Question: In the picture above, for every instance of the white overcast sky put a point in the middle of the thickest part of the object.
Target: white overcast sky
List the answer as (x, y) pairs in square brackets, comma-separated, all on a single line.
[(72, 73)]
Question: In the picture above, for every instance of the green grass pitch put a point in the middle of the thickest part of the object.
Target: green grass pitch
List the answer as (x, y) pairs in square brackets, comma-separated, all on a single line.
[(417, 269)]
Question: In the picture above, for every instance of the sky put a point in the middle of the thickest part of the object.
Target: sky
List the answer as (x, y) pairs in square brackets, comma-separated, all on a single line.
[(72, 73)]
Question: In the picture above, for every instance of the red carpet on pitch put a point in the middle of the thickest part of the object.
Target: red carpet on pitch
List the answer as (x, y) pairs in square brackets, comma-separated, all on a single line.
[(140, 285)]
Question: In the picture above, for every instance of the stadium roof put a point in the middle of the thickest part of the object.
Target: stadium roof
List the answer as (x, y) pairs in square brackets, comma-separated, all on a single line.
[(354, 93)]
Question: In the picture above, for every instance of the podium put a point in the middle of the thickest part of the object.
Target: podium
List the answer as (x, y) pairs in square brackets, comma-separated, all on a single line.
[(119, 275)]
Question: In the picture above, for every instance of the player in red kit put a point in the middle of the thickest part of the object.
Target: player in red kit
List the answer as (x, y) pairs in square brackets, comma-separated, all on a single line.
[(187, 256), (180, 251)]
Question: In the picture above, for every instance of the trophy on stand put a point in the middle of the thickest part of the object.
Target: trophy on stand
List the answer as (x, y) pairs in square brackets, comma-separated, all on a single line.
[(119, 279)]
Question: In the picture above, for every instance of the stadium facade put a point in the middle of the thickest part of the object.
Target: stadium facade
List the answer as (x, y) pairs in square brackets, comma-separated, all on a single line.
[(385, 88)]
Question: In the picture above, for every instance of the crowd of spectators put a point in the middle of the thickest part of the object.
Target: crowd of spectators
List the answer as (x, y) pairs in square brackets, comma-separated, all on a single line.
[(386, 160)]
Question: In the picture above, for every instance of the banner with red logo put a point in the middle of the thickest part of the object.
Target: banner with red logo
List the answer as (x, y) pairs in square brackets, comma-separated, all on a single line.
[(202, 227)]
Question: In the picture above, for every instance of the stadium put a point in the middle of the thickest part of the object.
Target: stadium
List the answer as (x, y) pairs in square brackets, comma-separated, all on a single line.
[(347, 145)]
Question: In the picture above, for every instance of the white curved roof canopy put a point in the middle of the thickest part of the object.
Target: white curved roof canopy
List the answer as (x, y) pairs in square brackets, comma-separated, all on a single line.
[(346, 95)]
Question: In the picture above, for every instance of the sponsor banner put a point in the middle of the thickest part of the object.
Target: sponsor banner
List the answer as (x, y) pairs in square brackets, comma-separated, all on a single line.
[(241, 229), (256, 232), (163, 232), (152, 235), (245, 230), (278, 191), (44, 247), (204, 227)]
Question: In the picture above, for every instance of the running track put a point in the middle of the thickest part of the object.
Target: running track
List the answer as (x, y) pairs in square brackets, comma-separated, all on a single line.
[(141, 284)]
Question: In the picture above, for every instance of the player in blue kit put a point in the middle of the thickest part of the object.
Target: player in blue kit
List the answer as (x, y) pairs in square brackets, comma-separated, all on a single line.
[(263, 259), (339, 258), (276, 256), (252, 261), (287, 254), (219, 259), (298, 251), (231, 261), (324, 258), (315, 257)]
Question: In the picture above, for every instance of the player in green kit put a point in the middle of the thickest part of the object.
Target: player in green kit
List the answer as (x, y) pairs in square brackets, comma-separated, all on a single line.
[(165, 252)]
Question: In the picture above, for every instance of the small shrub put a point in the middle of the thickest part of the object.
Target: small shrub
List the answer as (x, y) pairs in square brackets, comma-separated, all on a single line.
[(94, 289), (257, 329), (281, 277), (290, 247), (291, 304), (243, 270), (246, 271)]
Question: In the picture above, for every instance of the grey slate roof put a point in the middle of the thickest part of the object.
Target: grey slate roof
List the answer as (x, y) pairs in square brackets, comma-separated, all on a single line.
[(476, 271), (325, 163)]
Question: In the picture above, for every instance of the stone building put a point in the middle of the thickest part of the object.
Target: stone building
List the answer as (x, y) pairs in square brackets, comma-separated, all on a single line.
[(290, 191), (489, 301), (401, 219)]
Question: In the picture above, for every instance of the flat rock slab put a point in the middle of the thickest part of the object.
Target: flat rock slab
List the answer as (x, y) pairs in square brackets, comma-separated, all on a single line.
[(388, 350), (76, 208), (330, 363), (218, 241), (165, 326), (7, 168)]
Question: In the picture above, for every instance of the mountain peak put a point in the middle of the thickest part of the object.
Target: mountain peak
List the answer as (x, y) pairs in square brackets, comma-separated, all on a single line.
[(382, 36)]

--------------------------------------------------

• **Exercise requirements**
Reproduce all the entries verbatim, leaving nothing out.

• **Answer to the problem**
Question: In the picture above, for every instance of the white overcast sky put a point in the middle of the thickest part of the object.
Target: white overcast sky
List the answer as (x, y) pairs in square brackets, comma-separated, all on a single line.
[(72, 73)]
Question: In the picture above, for every instance of the green grass pitch put a point in the middle of the thickest part of the object.
Target: green grass pitch
List the answer as (x, y) pairs in square brackets, comma-separated, all on a single line.
[(417, 269)]
Question: In the picture above, for every instance of the sky put a point in the middle of the thickest part of the object.
Target: sky
List the answer as (x, y) pairs in square brackets, comma-separated, all on a single line.
[(72, 73)]
Question: In the picture above, for every instance of the red carpet on pitch put a point in the middle of the thickest part of the object.
Target: red carpet on pitch
List the answer as (x, y) pairs in square brackets, comma-separated, all on a single line.
[(140, 285)]
Question: In the picture above, for every instance of the stadium roof put a point in the middle of the thickest part of the object.
Target: stadium roof
List the answer as (x, y) pairs in square brackets, comma-separated, all on a single line.
[(354, 93)]
Question: In the picture above, for every instance of the podium put a point in the middle of the thickest part of the object.
Target: podium
List the answer as (x, y) pairs in square brackets, comma-separated, all on a single line.
[(119, 275)]
Question: In the picture above, for every instance of the player in red kit put a point in the middle of the thickest part of the object.
Target: player in red kit
List the answer as (x, y) pairs in square brackets, comma-separated, all on a single line.
[(187, 256), (180, 251)]
Question: In the picture above, for every instance of the trophy on stand put a point in the middle of the thickest part of the object.
Target: trophy on stand
List the answer as (x, y) pairs in square brackets, comma-separated, all on a single line.
[(119, 279)]
Question: In the picture above, for every instance of the stadium facade put a point in the middle of the thickest part of the object.
Target: stadium facade
List the answer as (x, y) pairs in square brackets, comma-separated, all on a single line.
[(385, 88)]
Question: In the picture above, for every instance of the crowd of spectators put a point in the middle of the thickest part of the object.
Target: crowd of spectators
List the answer as (x, y) pairs in square brackets, comma-separated, all on a single line.
[(386, 160)]
Question: In the picture above, for every instance of the banner with red logo put a point in the middle of the thickest part of the object.
Target: banner with red logo
List the answer as (x, y) pairs in square brackets, comma-separated, all on a single line.
[(202, 227)]
Question: In the picture above, for every instance of the stadium put a point in the middle of the thickest part of the object.
Target: stadium
List the answer as (x, y) pairs in square brackets, comma-separated, all on a single line.
[(347, 145)]
Question: In the picture above, for every instance of the white curved roof canopy put a point in the middle of the thickest part of the object.
Target: white curved roof canopy
List the answer as (x, y) pairs in square brackets, comma-separated, all on a single line.
[(346, 95)]
Question: In the picture above, for every instance of the sponsor banner put a point in the middle of the thickest part of the object.
Target: sponsor banner
List the answer as (x, y) pairs in square brackets, comma-separated, all on a single line.
[(241, 229), (256, 232), (163, 232), (152, 235), (245, 230), (278, 191), (44, 247), (204, 227)]
Question: In the picture above, for every instance of the running track put a point in the middle of the thickest part of the object.
Target: running track
List the answer as (x, y) pairs in square brackets, comma-separated, all on a single line.
[(141, 284)]
Question: In the picture above, for every instance of the player in blue kit put a point in the middle of the thickest part of the object.
Target: player in blue kit
List the answer as (x, y) pairs in square brackets, comma-separated, all on a single line.
[(263, 259), (339, 258), (276, 256), (252, 261), (287, 254), (219, 259), (298, 251), (231, 261), (324, 258), (315, 257)]
Question: In the picture above, for every instance of the player in green kit put a point in the middle of the thickest part of the object.
Target: player in green kit
List the answer as (x, y) pairs in square brackets, comma-separated, all on a single line.
[(165, 252)]
Question: In the picture above, for every instance of the small shrub put a point in the middle of the thickest part of the object.
Target: small shrub
List the answer as (x, y) pairs in square brackets, comma-separated, all on a single line.
[(94, 289), (257, 329), (281, 277), (290, 247), (291, 304), (243, 270), (246, 271)]
Question: In the picture above, for every instance of the grey slate roof put a point in the middle of the thickest part of the object.
Target: grey slate roof
List the answer as (x, y) pairs in square brackets, comma-separated, all on a single line.
[(476, 271), (325, 163)]
Question: In the picture above, for every instance of the stone building put a point in the middle of the thickest part of the object.
Target: stone building
List the answer as (x, y) pairs in square brackets, comma-separated, all on a single line.
[(290, 191), (489, 301), (401, 219)]
Question: In the picture above, for every instance of the flat rock slab put a point in the middle of the thickest part of the object.
Target: flat rock slab
List the answer as (x, y) pairs in square brackets, comma-separated, all on a single line.
[(388, 350), (76, 208), (330, 363), (218, 241), (165, 326), (7, 168)]
Question: In the picture above, for every instance of the mountain peak put a point in the middle of the thickest part of the object.
Target: mountain peak
List the answer as (x, y) pairs in square brackets, comma-separated, all on a single line.
[(382, 36)]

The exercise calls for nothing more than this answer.